BEGIN Given information

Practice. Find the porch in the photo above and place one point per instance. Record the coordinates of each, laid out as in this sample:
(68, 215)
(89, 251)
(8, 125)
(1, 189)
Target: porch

END Given information

What you are asked to do
Count, in the records above, the lines that include "porch", and give the number with nothing added.

Exercise output
2